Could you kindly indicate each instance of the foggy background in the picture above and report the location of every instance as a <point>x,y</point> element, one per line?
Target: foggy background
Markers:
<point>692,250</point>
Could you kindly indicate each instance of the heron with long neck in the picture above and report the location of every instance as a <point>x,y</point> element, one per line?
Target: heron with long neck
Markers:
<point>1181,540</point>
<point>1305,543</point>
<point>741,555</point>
──────
> **Work to be completed**
Shift the point coordinates up by 64: starting with the line containing "Could you kindly indicate each instance of the heron" and going on through the end of the records, write every line out again, adding 64 to each number in the coordinates and leaving all other text unchanged.

> **Solution**
Could you kindly indicate each instance of the heron with long neck in the picture above and report the location of every instance as a <point>x,y</point> element, one per line?
Target: heron with long neck
Markers:
<point>1245,604</point>
<point>1369,607</point>
<point>805,619</point>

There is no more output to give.